SOURCE DOCUMENT section start

Jim Henson created many Muppet characters for the purpose of appearing on Sesame Street. His involvement with the show began when he and one of the creators, Joan Ganz Cooney, met in the summer of 1968 at one of the show's five three-day curriculum planning seminars in Boston. Author Christopher Finch reported that director Jon Stone, who had worked with Henson previously, felt that if they could not bring him on board, they should "make do without puppets".

Henson was initially reluctant, but he agreed to join Sesame Street for social goals. He also agreed to waive his performance fee for full ownership of the Sesame Street Muppets and to split any revenue they generated with the Children's Television Workshop, the series' non-profit producer. The Muppets were a crucial part of the show's popularity and it brought Henson national attention. In early research, the Muppet segments of the show scored high, and more Muppets were added during the first few seasons. The Muppets were effective teaching tools because children easily recognized them, they were predictable, and they appealed to adults and older siblings.

During the production of Sesame Streets first season, producers created five one-hour episodes to test the show's appeal to children and examine their comprehension of the material. Not intended for broadcast, they were presented to preschoolers in 60 homes throughout Philadelphia and in daycare centers in New York City in July 1969. The results were "generally very positive"; children learned from the shows, their appeal was high, and children's attention was sustained over the full hour. However, the researchers found that although children's attention was high during the Muppet segments, their interest wavered during the "Street" segments, when no Muppets were on screen. This was because the producers had followed the advice of child psychologists who were concerned that children would be confused if human actors and Muppets were shown together. As a result of this decision, the appeal of the test episodes was lower than the target.

SOURCE DOCUMENT section end

WHAT YOU NEED TO DO -
A) Answer these questions using the Sesame Street Muppets passage:
(i) In what city did Henson and Joan Ganz Cooney meet in the summer of 1968?
(ii) What organization was the series' non-profit producer?
(iii) In how many Philadelphia homes were the test episodes presented to preschoolers?
B) Repeat the part of the Sesame Street Muppets passage starting at "Henson was initially" and ending at "and older siblings.", word for word.

AVAILABLE DATA section start

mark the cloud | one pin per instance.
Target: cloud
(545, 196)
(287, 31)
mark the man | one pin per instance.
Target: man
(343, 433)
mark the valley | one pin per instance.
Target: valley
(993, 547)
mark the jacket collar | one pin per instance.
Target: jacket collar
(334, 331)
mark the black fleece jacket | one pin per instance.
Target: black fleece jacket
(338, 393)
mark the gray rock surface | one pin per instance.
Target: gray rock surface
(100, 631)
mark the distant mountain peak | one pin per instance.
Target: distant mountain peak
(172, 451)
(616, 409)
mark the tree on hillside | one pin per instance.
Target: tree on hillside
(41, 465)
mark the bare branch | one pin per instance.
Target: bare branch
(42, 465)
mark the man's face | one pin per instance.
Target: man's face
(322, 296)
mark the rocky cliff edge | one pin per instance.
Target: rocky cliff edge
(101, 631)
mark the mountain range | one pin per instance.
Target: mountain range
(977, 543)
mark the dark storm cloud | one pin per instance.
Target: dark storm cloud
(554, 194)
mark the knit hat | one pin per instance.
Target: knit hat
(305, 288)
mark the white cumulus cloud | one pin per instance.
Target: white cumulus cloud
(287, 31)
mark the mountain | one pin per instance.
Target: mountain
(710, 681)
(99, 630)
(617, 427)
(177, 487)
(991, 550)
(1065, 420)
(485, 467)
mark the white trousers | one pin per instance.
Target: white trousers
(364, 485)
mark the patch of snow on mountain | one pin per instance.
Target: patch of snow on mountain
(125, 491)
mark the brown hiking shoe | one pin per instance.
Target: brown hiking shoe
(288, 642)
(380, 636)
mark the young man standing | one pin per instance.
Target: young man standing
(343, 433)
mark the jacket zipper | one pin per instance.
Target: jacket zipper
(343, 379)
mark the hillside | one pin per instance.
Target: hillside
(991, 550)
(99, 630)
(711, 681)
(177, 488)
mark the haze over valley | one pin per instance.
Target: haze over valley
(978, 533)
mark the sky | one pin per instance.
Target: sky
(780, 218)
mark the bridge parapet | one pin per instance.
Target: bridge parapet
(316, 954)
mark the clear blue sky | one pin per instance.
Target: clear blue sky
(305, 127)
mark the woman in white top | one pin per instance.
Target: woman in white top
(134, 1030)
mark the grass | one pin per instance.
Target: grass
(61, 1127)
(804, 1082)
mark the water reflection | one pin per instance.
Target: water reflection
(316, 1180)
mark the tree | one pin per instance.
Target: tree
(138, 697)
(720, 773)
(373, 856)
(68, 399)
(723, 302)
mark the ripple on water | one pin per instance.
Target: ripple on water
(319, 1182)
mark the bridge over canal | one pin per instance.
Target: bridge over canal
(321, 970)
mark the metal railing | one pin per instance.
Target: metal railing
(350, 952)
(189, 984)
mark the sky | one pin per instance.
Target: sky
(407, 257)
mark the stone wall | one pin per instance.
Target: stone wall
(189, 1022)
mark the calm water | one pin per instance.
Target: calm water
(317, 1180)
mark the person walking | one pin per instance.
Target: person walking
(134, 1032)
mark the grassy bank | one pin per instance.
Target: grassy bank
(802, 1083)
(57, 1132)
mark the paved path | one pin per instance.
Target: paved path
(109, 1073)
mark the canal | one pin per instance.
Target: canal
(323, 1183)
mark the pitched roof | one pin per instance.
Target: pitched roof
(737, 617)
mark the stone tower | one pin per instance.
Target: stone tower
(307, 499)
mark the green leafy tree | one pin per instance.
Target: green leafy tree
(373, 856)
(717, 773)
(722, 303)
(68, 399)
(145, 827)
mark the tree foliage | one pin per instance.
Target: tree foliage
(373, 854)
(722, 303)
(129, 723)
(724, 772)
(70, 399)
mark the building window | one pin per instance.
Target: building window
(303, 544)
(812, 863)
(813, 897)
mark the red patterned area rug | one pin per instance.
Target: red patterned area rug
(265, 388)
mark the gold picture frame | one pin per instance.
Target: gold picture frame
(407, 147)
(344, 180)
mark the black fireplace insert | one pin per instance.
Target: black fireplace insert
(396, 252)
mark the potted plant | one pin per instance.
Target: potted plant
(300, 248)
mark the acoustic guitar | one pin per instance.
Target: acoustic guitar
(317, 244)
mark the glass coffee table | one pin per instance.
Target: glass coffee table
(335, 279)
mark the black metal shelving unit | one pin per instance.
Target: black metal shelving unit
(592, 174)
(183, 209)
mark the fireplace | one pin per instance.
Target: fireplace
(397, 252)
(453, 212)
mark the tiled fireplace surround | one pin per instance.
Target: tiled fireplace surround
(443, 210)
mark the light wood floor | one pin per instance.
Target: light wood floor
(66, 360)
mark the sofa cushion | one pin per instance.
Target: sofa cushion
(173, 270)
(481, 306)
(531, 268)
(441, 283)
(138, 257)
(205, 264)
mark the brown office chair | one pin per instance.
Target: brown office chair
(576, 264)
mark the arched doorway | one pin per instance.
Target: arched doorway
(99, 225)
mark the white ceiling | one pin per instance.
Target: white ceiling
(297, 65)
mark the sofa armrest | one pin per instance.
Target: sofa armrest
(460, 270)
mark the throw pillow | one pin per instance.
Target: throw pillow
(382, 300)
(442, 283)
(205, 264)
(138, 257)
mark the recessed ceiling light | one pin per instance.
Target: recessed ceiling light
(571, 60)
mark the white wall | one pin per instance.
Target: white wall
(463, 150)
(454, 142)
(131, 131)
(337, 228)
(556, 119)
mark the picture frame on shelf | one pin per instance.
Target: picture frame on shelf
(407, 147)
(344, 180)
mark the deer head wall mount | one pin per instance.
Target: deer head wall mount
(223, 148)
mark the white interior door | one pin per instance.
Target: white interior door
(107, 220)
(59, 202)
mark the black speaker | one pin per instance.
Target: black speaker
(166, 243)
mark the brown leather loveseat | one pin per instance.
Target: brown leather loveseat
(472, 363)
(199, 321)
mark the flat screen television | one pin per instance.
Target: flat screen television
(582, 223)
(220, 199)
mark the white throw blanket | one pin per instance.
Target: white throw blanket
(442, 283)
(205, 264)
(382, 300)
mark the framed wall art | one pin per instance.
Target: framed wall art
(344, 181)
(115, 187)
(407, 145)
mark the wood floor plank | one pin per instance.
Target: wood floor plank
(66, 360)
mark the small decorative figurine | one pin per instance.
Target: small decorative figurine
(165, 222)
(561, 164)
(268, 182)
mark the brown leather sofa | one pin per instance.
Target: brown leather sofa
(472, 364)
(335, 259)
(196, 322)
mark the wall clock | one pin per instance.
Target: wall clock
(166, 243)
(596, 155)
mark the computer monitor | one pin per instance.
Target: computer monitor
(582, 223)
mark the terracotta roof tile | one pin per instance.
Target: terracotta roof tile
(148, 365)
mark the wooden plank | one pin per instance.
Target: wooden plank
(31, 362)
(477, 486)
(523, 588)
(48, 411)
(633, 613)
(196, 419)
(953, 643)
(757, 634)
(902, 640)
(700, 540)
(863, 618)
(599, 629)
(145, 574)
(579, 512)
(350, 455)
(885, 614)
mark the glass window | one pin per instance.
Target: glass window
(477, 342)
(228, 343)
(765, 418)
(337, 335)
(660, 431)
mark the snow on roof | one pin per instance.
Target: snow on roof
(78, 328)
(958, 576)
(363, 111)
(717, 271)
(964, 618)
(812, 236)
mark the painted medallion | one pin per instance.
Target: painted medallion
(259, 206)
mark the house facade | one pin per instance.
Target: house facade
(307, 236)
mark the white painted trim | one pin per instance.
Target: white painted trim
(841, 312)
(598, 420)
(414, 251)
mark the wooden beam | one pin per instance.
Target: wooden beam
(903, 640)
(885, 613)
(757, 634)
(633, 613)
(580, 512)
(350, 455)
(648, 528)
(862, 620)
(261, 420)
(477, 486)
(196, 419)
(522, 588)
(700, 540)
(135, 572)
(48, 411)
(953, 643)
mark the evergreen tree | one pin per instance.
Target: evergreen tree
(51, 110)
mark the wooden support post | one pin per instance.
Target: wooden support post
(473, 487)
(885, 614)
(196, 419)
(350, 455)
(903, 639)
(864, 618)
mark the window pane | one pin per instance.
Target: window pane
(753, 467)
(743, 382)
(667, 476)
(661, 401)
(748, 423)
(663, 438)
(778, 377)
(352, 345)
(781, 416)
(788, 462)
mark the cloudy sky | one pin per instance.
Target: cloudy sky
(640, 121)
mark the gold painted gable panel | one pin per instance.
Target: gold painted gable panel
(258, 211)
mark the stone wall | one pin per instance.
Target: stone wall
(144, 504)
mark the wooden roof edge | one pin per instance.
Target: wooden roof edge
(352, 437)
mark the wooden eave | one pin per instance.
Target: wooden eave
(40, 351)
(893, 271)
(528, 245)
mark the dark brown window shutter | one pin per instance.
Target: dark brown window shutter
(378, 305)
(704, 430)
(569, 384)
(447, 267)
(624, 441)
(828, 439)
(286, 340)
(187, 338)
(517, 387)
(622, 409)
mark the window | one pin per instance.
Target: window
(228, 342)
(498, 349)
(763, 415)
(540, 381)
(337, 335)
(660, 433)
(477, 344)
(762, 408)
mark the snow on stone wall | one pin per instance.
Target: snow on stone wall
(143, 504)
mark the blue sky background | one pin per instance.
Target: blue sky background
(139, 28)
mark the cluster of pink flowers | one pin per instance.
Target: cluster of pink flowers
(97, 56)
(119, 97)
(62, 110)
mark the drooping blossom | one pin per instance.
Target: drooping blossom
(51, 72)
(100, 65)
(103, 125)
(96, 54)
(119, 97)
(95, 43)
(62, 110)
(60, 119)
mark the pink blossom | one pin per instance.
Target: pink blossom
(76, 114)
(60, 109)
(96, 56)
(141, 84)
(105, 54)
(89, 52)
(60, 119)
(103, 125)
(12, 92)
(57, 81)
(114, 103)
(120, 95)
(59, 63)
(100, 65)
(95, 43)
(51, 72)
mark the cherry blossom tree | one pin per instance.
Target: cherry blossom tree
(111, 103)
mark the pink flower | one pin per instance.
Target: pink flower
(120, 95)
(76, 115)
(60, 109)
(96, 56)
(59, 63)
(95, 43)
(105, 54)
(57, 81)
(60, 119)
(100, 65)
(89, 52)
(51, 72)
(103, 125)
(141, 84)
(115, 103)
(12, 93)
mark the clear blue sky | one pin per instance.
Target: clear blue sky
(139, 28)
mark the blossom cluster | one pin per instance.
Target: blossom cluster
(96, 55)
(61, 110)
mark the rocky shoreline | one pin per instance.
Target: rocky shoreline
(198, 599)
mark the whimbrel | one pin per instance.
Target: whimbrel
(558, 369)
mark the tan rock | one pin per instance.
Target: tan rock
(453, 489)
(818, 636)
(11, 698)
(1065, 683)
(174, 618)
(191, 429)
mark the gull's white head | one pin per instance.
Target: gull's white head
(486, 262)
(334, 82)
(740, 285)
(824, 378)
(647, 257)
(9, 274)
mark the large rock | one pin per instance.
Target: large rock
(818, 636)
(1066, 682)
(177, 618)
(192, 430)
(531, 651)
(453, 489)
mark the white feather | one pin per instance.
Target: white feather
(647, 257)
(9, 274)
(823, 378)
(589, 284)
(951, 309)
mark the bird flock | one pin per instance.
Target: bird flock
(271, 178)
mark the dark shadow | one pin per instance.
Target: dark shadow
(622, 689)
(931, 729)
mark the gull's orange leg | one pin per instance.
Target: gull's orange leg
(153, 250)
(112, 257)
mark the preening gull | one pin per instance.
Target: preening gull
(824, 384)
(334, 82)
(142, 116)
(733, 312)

AVAILABLE DATA section end

SOLUTIONS BY TASK -
A)
(i) Boston
(ii) The Children's Television Workshop
(iii) 60

B)
Henson was initially reluctant, but he agreed to join Sesame Street for social goals. He also agreed to waive his performance fee for full ownership of the Sesame Street Muppets and to split any revenue they generated with the Children's Television Workshop, the series' non-profit producer. The Muppets were a crucial part of the show's popularity and it brought Henson national attention. In early research, the Muppet segments of the show scored high, and more Muppets were added during the first few seasons. The Muppets were effective teaching tools because children easily recognized them, they were predictable, and they appealed to adults and older siblings.